### Given data:
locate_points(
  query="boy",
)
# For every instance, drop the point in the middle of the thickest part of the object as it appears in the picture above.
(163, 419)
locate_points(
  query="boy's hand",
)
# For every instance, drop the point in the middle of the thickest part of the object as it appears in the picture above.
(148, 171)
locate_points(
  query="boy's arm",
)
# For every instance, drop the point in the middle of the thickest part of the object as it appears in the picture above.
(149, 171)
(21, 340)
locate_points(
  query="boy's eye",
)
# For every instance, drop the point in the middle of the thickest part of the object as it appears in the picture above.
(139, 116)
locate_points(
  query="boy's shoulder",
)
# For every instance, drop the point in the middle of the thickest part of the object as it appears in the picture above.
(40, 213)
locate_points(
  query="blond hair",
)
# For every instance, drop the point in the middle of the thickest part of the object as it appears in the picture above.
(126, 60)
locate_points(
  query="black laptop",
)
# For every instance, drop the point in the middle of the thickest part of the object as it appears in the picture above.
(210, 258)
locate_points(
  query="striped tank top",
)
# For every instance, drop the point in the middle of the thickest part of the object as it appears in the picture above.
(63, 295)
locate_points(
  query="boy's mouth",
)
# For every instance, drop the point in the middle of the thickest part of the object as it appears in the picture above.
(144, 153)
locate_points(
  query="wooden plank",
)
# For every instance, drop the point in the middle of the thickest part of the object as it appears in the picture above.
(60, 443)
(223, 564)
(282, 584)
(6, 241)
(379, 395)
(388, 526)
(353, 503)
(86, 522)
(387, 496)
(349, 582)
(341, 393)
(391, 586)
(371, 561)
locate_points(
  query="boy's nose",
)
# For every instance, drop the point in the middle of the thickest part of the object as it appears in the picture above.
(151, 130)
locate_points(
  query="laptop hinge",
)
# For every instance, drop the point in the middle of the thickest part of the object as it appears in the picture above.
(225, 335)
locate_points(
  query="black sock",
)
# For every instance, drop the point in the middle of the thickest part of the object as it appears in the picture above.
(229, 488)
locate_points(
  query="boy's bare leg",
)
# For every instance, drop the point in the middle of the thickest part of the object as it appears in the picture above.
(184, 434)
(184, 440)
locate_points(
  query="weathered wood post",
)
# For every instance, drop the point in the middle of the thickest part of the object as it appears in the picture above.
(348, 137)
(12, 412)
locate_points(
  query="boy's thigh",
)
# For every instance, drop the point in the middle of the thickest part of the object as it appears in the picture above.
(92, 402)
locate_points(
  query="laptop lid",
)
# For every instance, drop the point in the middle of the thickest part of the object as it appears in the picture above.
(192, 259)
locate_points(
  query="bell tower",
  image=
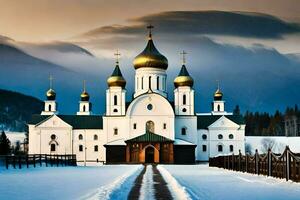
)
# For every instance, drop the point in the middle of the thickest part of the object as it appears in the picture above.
(84, 104)
(50, 103)
(116, 92)
(184, 93)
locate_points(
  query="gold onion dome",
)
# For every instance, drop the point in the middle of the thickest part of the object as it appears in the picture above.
(116, 79)
(218, 95)
(183, 78)
(150, 57)
(84, 96)
(51, 94)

### Goal:
Print the whole listing above once more, word for word, without its pictures.

### Task response:
locate_points(
  query="boy",
)
# For every instance, drop the point in the middle of the thickest part of the object as it appears in the picture above.
(163, 419)
locate_points(
  query="boy's hand",
)
# For every instance, drop the point in the middle of the thickest part of the object as it appears in the picture above.
(148, 171)
locate_points(
  query="boy's arm",
)
# For every instance, drop the point in the middle of the thickest part of the object as it appears in the picture above.
(149, 171)
(21, 340)
locate_points(
  query="boy's eye",
)
# For every instance, drop the point in the middle of the thickest part of the object as it appears in the picture above.
(139, 116)
locate_points(
  query="boy's shoulder",
)
# For every instance, drop the point in the middle of the thickest part of the object as it appears in the picture above.
(40, 213)
locate_points(
  query="blond hair",
)
# For every instance, drop the point in the middle of the thickest part of the object as it appears in the picture above.
(126, 60)
locate_points(
  query="black laptop",
)
# For every instance, drop the point in the middle of the thickest part of the object as it appears in the picture above.
(210, 258)
locate_points(
  query="striped tank top",
)
# For every instance, drop the point in the middle of the thickest part of the object as it appears in the picture above.
(63, 295)
locate_points(
  query="boy's mouth",
)
# For every instance, drop the point in the middle of the thickest part of the object as it appears in the picture above.
(144, 153)
locate_points(
  query="wooden plank",
)
# For every instance, drop the point in the middle of the thickest part of the object as it appears in the picture above.
(60, 443)
(223, 564)
(282, 584)
(6, 241)
(379, 395)
(388, 526)
(353, 503)
(86, 522)
(387, 496)
(349, 582)
(341, 393)
(391, 586)
(371, 561)
locate_points(
  query="boy's nose",
)
# For every instance, drop the point in the middle of the thickest part of the object as it appears in the picture above.
(151, 130)
locate_points(
  query="laptop hinge",
)
# For every instance, drop the point in the middle of the thickest part of the object as it appears in the picture above.
(225, 335)
locate_points(
  query="black sock",
)
# For every instance, drop the point in the middle of the thickest part of the object as it appears in the picture above.
(229, 488)
locate_points(
  query="boy's bare leg",
)
# For every instance, drop the point in the middle of the thickest part of the object as it appears in the picture above.
(184, 434)
(184, 440)
locate_points(
  query="weathered wood post",
)
# For every instance, drop the point in the middle of the thickest part of the object as it appears in the picture above.
(348, 137)
(12, 412)
locate_points(
  query="boy's thigh",
)
# For every instance, drop the point in the middle of the thickest part of the object as it appears in the picture above.
(92, 402)
locate_points(
  query="laptop lid",
)
# For every instance, drop the point in the middle of the thickest part of the object as it appears in the picture above.
(192, 259)
locate_points(
  query="bell tower",
  image=
)
# For every instance, drop the point in the middle of the thickest part of the object as it appears in the picture above.
(84, 104)
(50, 103)
(116, 92)
(184, 93)
locate_points(
  query="gold onion dome",
)
# For every instance, drop the point in the middle of the thickest part of the object as it appears in the picture above.
(116, 79)
(218, 95)
(183, 78)
(150, 57)
(84, 96)
(51, 94)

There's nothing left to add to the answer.